===== Text =====

CHICAGO, IL - March 24, 2010 - Capital Insight Partners, an investment bank and consultancy specializing in community banks with up to $3 billion of assets, today announced the release of its analysis of Indiana economic trends and community banking market. A free copy of the report is available for download at: http://www.capitalinsight.com/connect/IN_Bank_Market_Overview.pdf.

"Community banks’ health is often a strong indicator of overall economic and market trends because they tend to serve retail and business banking needs at the grassroots level. Although the state’s economic challenges have been well publicized, our findings revealed that a large number of community banks throughout Indiana are healthy and well-capitalized. Yet market share is dominated by megabanks not based in Indiana, and an opportunity exists to consolidate some of Indiana’s 116 small community banks. The key finding is that state appears to lack a significant number of strong Indiana-based institutions with the means and interest in serving as a much-needed aggregator," explained Eliot Stark, managing director of Capital Insight. Before joining Capital Insight, Stark had 30-plus year career in banking, with extensive ties to Midwestern financial and business communities.

Stark continued: "Indiana is home to a large number of community banks. With increasingly strict regulatory oversight, higher capital requirements and operating costs, it will be challenging for all of these banks to grow and prosper in coming years. However, the positive news is there are tremendous opportunities for banks to join forces to create institutions with larger capital bases and greater lending power, while still retaining the values of service and customer attention unique to community banks."

Among the report’s key findings:

  • Among the relatively healthy Indiana banking scene, only one institution has a Tier 1 capital ratio (a measure of financial strength) below 8%. Of the 116 small community banks, 13 institutions boast Tier 1 capital ratio above 30%. This compares with a regulatory target of approximately 6% Tier 1 capital ratio to be considered well-capitalized.
  • The Indiana economy is transitioning from a manufacturing-based economy to a service based economy, although strong pockets of manufacturing strength and opportunity remain in north and central Indiana, and agricultural strength in the southern portion of the state.
  • While it appears there will not be a meaningful number of FDIC bank closures, there is a significant opportunity for small community banks (under $500 million in assets), community banks ($500 million to $1.5 billion in assets), and super community banks ($1.5 billion to $10 billion in assets) to consolidate in order to better compete and win business from national or regional megabanks (institutions whose primary business activities are not focused in the state).

===== Excerpted records =====

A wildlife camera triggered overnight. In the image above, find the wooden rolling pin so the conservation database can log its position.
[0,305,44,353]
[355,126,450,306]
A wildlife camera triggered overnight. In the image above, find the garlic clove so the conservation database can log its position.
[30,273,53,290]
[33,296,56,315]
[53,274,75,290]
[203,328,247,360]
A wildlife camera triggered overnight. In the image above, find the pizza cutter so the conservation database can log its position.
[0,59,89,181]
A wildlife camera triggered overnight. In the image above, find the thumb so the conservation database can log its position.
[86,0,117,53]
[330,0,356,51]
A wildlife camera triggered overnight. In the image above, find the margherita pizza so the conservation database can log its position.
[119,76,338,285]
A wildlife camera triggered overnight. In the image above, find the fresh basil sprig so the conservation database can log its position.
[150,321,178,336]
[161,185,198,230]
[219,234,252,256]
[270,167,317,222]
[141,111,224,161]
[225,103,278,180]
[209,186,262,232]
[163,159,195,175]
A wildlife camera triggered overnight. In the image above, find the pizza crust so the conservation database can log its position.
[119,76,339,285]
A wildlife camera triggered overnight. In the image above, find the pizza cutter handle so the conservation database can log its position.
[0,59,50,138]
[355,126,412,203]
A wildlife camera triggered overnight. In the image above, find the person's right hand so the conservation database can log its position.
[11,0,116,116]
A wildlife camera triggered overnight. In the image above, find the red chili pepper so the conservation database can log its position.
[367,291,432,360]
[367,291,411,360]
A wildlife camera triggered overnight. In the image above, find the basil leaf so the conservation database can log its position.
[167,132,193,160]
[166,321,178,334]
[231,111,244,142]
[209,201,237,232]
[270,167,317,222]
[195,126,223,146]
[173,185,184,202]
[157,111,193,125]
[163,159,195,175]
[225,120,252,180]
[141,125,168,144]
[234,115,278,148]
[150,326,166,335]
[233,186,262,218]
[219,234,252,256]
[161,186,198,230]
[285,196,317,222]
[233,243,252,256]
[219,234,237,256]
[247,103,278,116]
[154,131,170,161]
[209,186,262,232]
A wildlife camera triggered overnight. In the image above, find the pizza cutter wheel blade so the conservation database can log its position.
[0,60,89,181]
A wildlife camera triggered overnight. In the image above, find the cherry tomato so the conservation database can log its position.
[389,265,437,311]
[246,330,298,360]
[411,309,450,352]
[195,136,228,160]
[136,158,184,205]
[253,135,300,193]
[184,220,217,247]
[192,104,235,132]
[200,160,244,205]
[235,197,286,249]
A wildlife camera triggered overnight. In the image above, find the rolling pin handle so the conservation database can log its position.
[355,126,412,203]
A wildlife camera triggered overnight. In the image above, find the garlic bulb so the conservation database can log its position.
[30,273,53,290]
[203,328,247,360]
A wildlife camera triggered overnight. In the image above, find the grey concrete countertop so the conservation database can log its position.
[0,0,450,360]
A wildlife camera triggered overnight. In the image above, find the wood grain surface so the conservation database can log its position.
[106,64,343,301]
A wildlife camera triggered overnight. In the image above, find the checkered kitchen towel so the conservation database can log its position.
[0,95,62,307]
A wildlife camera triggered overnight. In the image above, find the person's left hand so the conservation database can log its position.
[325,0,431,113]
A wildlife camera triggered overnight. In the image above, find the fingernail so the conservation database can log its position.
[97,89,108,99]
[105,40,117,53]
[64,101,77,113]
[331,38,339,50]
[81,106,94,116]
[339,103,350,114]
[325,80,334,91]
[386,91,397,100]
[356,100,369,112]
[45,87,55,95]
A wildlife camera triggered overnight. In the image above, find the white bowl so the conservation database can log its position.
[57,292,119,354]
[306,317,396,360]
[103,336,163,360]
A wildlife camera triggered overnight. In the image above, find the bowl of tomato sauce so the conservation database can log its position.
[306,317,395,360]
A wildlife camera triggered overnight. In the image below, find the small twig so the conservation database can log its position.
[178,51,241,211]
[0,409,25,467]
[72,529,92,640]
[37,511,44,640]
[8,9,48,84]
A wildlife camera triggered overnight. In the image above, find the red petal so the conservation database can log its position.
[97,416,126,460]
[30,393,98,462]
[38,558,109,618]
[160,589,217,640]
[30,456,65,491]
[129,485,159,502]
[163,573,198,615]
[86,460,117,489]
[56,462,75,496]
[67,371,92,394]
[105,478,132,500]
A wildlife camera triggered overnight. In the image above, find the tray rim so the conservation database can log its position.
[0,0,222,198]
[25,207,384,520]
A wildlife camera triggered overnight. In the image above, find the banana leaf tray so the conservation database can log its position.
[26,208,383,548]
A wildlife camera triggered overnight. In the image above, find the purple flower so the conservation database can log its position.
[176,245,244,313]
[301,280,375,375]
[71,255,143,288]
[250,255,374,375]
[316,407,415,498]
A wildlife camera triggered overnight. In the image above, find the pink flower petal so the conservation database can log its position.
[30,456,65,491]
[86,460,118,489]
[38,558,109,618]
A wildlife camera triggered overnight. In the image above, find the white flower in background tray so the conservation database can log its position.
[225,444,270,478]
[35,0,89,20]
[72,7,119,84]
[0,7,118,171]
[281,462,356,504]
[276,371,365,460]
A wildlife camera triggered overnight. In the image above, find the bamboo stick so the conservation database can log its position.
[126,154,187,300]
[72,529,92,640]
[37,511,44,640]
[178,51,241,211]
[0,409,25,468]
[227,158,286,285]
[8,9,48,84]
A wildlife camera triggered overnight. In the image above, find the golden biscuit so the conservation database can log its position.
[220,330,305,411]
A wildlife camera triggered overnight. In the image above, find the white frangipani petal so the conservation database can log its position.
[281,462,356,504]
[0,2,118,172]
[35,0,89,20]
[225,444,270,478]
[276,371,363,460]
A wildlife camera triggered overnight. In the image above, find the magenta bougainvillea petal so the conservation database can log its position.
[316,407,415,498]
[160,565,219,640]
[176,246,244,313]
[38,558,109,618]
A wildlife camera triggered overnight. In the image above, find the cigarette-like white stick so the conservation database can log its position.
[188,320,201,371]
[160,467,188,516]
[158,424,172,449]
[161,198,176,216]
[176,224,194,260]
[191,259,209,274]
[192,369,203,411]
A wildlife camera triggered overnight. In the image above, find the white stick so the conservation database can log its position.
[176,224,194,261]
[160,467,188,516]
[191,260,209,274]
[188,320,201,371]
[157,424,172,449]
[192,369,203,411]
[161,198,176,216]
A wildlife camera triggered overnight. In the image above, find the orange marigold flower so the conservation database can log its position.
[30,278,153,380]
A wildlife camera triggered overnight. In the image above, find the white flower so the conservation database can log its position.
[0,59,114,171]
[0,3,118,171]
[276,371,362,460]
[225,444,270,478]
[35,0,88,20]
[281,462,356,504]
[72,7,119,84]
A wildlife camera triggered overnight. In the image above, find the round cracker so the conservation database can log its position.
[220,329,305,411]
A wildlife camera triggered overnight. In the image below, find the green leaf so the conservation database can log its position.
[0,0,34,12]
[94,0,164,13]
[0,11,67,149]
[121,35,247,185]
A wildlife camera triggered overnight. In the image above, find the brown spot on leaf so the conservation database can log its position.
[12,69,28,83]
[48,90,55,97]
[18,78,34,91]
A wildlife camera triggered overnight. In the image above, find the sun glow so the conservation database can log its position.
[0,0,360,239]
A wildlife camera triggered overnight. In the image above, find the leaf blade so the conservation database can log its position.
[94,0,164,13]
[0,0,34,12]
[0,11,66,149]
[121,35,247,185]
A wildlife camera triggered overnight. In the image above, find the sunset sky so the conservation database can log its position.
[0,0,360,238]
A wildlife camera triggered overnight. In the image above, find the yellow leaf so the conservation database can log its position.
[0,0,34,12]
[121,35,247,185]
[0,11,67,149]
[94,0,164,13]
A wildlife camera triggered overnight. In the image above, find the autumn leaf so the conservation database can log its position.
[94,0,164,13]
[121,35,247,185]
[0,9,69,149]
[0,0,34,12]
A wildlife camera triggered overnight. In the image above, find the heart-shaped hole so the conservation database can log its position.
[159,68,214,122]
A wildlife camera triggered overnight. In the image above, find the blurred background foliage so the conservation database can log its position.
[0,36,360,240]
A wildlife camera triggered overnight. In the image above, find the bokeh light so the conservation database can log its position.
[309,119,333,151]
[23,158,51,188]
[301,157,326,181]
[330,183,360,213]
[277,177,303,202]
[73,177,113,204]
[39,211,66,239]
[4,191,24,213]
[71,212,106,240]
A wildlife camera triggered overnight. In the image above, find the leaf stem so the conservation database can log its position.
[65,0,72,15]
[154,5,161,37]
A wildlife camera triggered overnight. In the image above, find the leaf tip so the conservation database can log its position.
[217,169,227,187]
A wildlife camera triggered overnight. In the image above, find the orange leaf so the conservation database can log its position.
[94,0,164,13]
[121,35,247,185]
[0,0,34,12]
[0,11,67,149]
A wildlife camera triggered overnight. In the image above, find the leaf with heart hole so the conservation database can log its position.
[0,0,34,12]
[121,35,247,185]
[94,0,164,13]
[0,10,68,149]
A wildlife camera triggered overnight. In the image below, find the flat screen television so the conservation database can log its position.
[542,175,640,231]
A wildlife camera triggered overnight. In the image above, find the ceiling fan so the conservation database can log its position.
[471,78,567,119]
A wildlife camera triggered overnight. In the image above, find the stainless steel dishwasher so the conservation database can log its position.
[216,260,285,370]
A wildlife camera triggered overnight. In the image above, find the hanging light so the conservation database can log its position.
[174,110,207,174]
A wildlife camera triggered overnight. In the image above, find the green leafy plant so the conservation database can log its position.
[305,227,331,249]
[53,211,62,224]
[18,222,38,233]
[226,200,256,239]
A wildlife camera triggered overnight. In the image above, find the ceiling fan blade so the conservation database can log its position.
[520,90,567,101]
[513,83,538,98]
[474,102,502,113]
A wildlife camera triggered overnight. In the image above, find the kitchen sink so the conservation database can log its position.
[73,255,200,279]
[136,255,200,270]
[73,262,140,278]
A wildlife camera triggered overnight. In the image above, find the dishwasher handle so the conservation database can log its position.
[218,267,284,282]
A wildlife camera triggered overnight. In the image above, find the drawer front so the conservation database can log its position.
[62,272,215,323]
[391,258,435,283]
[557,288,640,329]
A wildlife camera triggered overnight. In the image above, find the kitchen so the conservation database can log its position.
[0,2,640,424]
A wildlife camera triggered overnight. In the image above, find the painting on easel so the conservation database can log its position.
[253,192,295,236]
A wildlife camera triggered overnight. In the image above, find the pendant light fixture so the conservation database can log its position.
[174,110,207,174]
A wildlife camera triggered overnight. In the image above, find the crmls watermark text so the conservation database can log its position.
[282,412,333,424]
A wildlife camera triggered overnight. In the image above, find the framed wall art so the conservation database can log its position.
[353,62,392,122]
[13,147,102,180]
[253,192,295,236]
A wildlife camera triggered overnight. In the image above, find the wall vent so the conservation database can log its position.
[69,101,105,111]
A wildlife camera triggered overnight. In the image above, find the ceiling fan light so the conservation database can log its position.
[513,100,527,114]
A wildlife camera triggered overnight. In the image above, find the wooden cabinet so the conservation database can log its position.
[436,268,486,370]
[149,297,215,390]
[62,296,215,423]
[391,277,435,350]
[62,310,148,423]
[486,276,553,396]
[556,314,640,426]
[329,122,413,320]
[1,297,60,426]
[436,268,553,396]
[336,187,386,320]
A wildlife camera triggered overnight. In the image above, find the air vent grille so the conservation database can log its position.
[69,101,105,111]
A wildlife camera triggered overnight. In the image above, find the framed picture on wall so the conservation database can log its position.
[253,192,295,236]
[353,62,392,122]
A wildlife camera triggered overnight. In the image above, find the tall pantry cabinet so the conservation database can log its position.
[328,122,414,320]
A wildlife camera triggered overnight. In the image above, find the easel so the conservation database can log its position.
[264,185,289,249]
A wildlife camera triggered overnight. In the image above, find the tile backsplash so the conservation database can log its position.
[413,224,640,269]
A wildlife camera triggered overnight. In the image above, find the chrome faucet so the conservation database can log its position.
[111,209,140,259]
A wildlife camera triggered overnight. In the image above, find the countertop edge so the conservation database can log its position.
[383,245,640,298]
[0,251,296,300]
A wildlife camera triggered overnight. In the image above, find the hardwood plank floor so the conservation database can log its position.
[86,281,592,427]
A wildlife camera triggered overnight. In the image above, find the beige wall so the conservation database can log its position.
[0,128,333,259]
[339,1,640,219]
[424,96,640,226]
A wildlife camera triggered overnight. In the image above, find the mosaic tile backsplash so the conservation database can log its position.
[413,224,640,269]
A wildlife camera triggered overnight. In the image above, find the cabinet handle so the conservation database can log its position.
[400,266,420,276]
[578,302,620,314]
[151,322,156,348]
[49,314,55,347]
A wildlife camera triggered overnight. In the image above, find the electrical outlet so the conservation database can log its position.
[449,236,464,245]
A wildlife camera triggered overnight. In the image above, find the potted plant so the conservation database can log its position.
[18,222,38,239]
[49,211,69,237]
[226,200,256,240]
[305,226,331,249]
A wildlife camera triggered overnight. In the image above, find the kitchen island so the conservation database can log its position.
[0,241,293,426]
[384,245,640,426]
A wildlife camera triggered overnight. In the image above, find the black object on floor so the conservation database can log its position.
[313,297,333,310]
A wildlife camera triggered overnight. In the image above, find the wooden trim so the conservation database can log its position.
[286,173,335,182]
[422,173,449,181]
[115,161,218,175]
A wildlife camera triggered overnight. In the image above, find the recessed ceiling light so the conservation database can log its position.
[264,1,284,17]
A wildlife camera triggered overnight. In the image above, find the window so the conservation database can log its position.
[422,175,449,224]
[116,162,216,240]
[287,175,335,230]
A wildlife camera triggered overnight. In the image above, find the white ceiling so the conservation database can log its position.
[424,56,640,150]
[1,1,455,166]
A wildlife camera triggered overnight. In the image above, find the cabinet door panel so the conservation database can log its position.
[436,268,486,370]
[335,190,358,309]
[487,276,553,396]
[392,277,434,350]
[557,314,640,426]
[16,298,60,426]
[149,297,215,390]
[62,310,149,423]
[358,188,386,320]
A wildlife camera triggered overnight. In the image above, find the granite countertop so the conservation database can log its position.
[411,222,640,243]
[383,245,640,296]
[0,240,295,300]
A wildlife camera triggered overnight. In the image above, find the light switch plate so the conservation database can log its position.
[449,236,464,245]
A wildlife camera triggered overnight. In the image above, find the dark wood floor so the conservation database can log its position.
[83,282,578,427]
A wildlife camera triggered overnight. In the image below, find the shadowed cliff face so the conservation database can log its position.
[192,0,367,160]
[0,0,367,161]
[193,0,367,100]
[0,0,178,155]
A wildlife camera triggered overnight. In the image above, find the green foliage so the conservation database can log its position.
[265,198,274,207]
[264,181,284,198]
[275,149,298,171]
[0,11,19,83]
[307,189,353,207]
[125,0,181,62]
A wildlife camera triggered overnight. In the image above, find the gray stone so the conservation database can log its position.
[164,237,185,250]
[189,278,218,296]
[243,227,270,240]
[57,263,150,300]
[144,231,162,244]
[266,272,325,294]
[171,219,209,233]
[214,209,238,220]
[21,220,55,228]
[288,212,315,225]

=====

Goal 1: Reproduce the press release on Indiana banking from "Among the report’s" to "of the state.", changing "Tier 1 capital ratio" to "core capital ratio" wherever it appears.
Goal 2:
Decide whether each statement agrees with the press release on Indiana banking. Answer yes or no, and quote the words that settle it.
(a) Indiana has 116 small community banks.
(b) The report expects a meaningful number of FDIC bank closures.
(c) Indiana's agricultural strength lies in the northern part of the state.
Goal 3: According to the press release on Indiana banking, how long was Eliot Stark's banking career before he joined Capital Insight?
None of the entries is needed for this work.

Response 1:
Among the report’s key findings:

  • Among the relatively healthy Indiana banking scene, only one institution has a core capital ratio (a measure of financial strength) below 8%. Of the 116 small community banks, 13 institutions boast core capital ratio above 30%. This compares with a regulatory target of approximately 6% core capital ratio to be considered well-capitalized.
  • The Indiana economy is transitioning from a manufacturing-based economy to a service based economy, although strong pockets of manufacturing strength and opportunity remain in north and central Indiana, and agricultural strength in the southern portion of the state.

Response 2:
(a) Yes: "Of the 116 small community banks"
(b) No: "While it appears there will not be a meaningful number of FDIC bank closures"
(c) No: "agricultural strength in the southern portion of the state"

Response 3: More than 30 years, described as a "30-plus year career."